-- start --
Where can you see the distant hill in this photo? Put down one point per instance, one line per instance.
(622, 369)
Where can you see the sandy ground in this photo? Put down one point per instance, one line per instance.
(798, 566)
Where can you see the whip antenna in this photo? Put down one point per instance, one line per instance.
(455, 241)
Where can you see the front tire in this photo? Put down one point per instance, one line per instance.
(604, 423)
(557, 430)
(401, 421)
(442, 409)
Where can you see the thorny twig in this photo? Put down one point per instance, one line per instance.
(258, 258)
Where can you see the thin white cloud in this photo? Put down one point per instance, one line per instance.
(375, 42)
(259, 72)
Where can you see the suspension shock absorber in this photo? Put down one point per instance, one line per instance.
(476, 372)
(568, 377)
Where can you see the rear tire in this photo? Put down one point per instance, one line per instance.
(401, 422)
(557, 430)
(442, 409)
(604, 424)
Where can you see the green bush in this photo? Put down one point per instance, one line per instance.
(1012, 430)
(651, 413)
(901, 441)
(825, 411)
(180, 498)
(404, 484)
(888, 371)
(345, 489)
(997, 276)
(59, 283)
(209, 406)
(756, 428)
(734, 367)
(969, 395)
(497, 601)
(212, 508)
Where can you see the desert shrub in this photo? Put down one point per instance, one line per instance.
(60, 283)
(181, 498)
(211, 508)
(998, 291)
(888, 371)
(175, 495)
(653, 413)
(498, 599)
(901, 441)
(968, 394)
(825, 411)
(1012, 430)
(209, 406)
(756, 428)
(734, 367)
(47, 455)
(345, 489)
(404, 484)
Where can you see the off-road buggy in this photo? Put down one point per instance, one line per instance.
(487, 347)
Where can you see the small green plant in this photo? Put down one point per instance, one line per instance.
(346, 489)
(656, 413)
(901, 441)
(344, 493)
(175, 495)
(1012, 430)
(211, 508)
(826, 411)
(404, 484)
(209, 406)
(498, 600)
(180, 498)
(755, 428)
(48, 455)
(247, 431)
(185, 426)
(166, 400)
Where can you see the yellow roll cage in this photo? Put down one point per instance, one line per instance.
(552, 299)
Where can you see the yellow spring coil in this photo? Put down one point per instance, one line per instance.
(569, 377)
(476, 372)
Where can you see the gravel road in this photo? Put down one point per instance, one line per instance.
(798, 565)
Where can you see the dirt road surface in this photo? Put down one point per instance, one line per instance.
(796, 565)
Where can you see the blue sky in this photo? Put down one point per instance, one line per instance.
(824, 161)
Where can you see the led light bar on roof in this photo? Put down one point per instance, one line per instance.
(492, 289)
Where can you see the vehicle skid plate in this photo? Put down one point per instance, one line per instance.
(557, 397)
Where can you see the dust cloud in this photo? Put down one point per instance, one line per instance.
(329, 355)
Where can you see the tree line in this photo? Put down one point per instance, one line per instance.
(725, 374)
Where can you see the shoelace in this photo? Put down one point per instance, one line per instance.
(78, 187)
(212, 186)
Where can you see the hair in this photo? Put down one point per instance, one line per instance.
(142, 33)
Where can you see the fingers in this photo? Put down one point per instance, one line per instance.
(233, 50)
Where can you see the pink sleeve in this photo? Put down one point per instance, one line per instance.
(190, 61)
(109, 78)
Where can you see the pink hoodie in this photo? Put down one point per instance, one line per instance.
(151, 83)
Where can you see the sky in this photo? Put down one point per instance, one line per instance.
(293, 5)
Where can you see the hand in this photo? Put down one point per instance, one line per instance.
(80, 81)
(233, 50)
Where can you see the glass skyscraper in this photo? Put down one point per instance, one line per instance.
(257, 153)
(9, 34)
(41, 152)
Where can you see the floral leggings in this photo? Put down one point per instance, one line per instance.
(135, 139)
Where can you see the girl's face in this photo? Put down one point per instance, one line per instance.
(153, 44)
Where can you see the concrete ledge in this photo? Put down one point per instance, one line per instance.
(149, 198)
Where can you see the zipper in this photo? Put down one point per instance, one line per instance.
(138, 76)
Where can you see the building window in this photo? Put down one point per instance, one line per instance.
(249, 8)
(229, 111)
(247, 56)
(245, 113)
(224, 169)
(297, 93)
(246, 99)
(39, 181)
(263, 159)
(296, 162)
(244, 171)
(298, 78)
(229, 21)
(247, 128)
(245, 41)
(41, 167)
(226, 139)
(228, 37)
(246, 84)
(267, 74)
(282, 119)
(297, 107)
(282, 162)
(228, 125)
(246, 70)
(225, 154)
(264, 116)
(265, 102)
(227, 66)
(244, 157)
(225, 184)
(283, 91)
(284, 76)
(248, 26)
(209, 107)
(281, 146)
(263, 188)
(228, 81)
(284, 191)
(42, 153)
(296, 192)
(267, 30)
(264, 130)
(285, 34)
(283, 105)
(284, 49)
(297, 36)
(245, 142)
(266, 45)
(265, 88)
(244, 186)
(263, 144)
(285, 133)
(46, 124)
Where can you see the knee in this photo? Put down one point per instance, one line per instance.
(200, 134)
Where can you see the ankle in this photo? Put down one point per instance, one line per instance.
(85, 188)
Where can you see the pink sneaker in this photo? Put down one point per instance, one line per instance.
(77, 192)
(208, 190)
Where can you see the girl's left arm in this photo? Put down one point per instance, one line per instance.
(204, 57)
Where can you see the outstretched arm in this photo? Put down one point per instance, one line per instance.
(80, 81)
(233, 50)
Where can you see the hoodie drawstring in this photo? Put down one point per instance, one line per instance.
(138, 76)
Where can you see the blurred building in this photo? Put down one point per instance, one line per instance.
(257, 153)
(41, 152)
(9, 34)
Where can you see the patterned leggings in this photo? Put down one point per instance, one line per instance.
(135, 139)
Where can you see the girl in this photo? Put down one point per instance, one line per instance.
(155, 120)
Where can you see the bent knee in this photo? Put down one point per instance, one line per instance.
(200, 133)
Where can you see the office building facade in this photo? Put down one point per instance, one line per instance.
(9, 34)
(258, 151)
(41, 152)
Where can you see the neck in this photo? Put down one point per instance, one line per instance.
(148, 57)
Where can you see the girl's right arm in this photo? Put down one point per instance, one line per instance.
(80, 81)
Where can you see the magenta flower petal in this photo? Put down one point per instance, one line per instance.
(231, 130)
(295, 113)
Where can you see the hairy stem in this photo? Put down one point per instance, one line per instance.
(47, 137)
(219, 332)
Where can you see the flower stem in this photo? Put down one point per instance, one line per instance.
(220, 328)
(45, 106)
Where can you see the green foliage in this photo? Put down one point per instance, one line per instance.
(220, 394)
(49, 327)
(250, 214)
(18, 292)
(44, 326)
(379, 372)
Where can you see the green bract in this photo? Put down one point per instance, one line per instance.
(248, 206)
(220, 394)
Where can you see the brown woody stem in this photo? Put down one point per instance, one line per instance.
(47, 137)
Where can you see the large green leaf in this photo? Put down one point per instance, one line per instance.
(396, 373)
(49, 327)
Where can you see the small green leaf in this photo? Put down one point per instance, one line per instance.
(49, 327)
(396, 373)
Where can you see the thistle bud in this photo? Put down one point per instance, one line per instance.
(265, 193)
-- end --
Reproduce all the records above, swapping every "Put down" for "Mark" and leaving everything else unchanged.

Where can you see the distant hill in this photo? Mark one point per instance, one line per instance.
(622, 369)
Where can you see the sandy ground in this photo? Mark one point per instance, one line per instance.
(798, 566)
Where can you see the whip antenna in this photo? Mark one point per instance, one line per instance.
(455, 241)
Where can you see the front tire in this photo? Mark one point per instance, one line per instance.
(604, 423)
(557, 430)
(401, 421)
(442, 409)
Where can you see the thorny twig in this photo? Mark one point per instance, one line per instance.
(258, 258)
Where can you see the thin white cloud in this photo? Mark one point per instance, one line per instance.
(375, 42)
(259, 72)
Where can you see the suspension shock absorber in this photo? Mark one point per instance, one line per instance.
(476, 372)
(568, 377)
Where can you see the rear tire in this photo? Mark one point per instance, one line per instance.
(401, 422)
(557, 430)
(442, 409)
(604, 424)
Where can you see the green bush in this photo? Mark one point per instance, one line per instance.
(1012, 430)
(651, 413)
(901, 441)
(825, 411)
(180, 498)
(404, 484)
(888, 371)
(345, 489)
(997, 276)
(59, 283)
(209, 406)
(756, 428)
(734, 367)
(969, 395)
(497, 601)
(212, 508)
Where can you see the desert shrub in this photo? Mark one point per instance, one line per instance.
(60, 283)
(181, 498)
(211, 508)
(998, 291)
(888, 371)
(175, 495)
(653, 413)
(498, 599)
(901, 441)
(968, 394)
(825, 411)
(1012, 430)
(209, 406)
(756, 428)
(734, 367)
(47, 455)
(345, 489)
(404, 484)
Where can you see the off-road buggy in this photo? Mark one point per instance, one line per instance.
(487, 347)
Where can you see the small green plant in this photo? Mark one point per instance, one line per instance.
(346, 489)
(656, 413)
(901, 441)
(344, 493)
(175, 495)
(1012, 430)
(211, 508)
(826, 411)
(404, 484)
(209, 406)
(498, 600)
(180, 498)
(755, 428)
(48, 455)
(247, 431)
(185, 426)
(166, 400)
Where can you see the yellow roll cage in this photo? Mark one point per instance, one line per instance.
(552, 299)
Where can you see the yellow spring coil in this photo? Mark one point per instance, one line per instance.
(569, 377)
(476, 372)
Where can you see the gravel road in this photo? Mark one point per instance, one line per instance.
(798, 565)
Where can you see the dirt road surface in this photo? Mark one point per instance, one line per instance.
(796, 565)
Where can you see the blue sky in this photo? Mark one point per instance, one line per instance.
(824, 161)
Where can you see the led light bar on roof in this photo? Mark one point per instance, one line per instance.
(492, 289)
Where can you see the vehicle skid plate in this photo? Mark one point per instance, one line per instance.
(557, 397)
Where can you see the dust cloud in this photo? Mark one point per instance, one line per instance.
(329, 355)
Where can you see the tree line in this photo? Mark one point per instance, one line per instance.
(725, 374)
Where can you see the shoelace in this photo? Mark one point per instance, one line per instance.
(78, 187)
(212, 186)
Where can you see the hair in this photo? Mark one point per instance, one line per instance.
(142, 33)
Where can you see the fingers in this photo? Mark one point per instance, one line per instance.
(233, 50)
Where can you see the pink sleeve in this photo? Mark one point per instance, one line per instance.
(190, 61)
(109, 78)
Where can you see the pink hoodie in this photo? Mark one point per instance, one line per instance.
(151, 83)
Where can you see the sky in this photo? Mark one point per instance, one line per instance.
(293, 5)
Where can you see the hand in this photo? Mark one point per instance, one line per instance.
(80, 81)
(233, 50)
Where can you see the glass skyscraper in this photo? Mark one point per instance, one line per instance.
(257, 153)
(9, 34)
(41, 152)
Where can you see the floral leggings in this photo? Mark one point per instance, one line per instance.
(135, 139)
Where can you see the girl's face in this photo? Mark one point per instance, one line per instance.
(153, 44)
Where can you see the concrete ledge in this photo? Mark one point per instance, one line per instance.
(149, 198)
Where can you see the zipper in this photo? Mark one point per instance, one line per instance.
(138, 76)
Where can you see the building window in this photo? Mark one point per instance, one line per instance.
(249, 8)
(229, 111)
(247, 56)
(245, 113)
(224, 169)
(297, 93)
(246, 99)
(39, 181)
(263, 159)
(296, 162)
(244, 171)
(298, 78)
(229, 21)
(247, 128)
(245, 41)
(41, 167)
(226, 139)
(228, 37)
(246, 84)
(267, 74)
(282, 119)
(297, 107)
(282, 162)
(228, 125)
(246, 70)
(225, 154)
(264, 116)
(265, 102)
(227, 66)
(244, 157)
(225, 184)
(283, 91)
(284, 76)
(248, 26)
(209, 107)
(281, 146)
(263, 188)
(228, 81)
(284, 191)
(42, 153)
(296, 192)
(267, 30)
(264, 130)
(285, 34)
(283, 105)
(284, 49)
(297, 36)
(245, 142)
(266, 45)
(265, 88)
(244, 186)
(263, 144)
(285, 133)
(46, 124)
Where can you see the knee in this photo? Mark one point per instance, one line per instance.
(200, 134)
Where can you see the ankle in this photo? Mark one point per instance, one line per instance.
(85, 188)
Where can you see the pink sneaker in this photo? Mark one point per instance, one line per instance.
(77, 192)
(208, 190)
Where can you see the girl's left arm in this photo? Mark one point per instance, one line per instance.
(204, 57)
Where can you see the outstretched arm in this photo? Mark one point per instance, one line per instance.
(80, 81)
(233, 50)
Where can you see the hoodie drawstring in this photo? Mark one point per instance, one line per instance.
(138, 76)
Where can you see the blurred building in this photo? Mark one point per instance, one line per instance.
(257, 153)
(41, 152)
(9, 34)
Where can you see the patterned leggings in this photo? Mark one point per instance, one line per instance.
(135, 139)
Where can you see the girl in this photo? Mark one point per instance, one line per instance.
(155, 120)
Where can you see the bent knee in this photo? Mark one point per instance, one line per instance.
(200, 133)
Where can you see the office building facade in this photo? Mark one point per instance, one line per instance.
(9, 34)
(258, 151)
(41, 152)
Where can you see the neck in this photo? Mark one point per instance, one line per instance.
(148, 57)
Where can you see the girl's right arm in this photo? Mark one point per instance, one line per instance.
(80, 81)
Where can you see the magenta flower petal in this photo? Mark one point per instance, one line per instance.
(231, 130)
(295, 113)
Where can you see the hairy stem in this photo? Mark one point per instance, one line per instance.
(47, 137)
(219, 332)
Where can you see the flower stem in this photo? Mark one point per instance, one line per instance.
(220, 328)
(45, 106)
Where can you see the green foliage in this photo? Mark one point per instance, one line per instance.
(220, 394)
(49, 327)
(250, 214)
(18, 292)
(44, 326)
(379, 372)
Where can you see the green bract in this photo? Mark one point per instance, one line per instance.
(248, 206)
(220, 394)
Where can you see the brown woody stem in this photo? Mark one point per instance, one line per instance.
(47, 137)
Where can you see the large green leaf in this photo? Mark one point per instance, one line per instance.
(396, 373)
(49, 327)
Where can you see the small green leaf in this photo? Mark one point per instance, one line per instance.
(49, 327)
(396, 373)
Where can you see the thistle bud in this photo? Mark one point per instance, one line per instance.
(265, 193)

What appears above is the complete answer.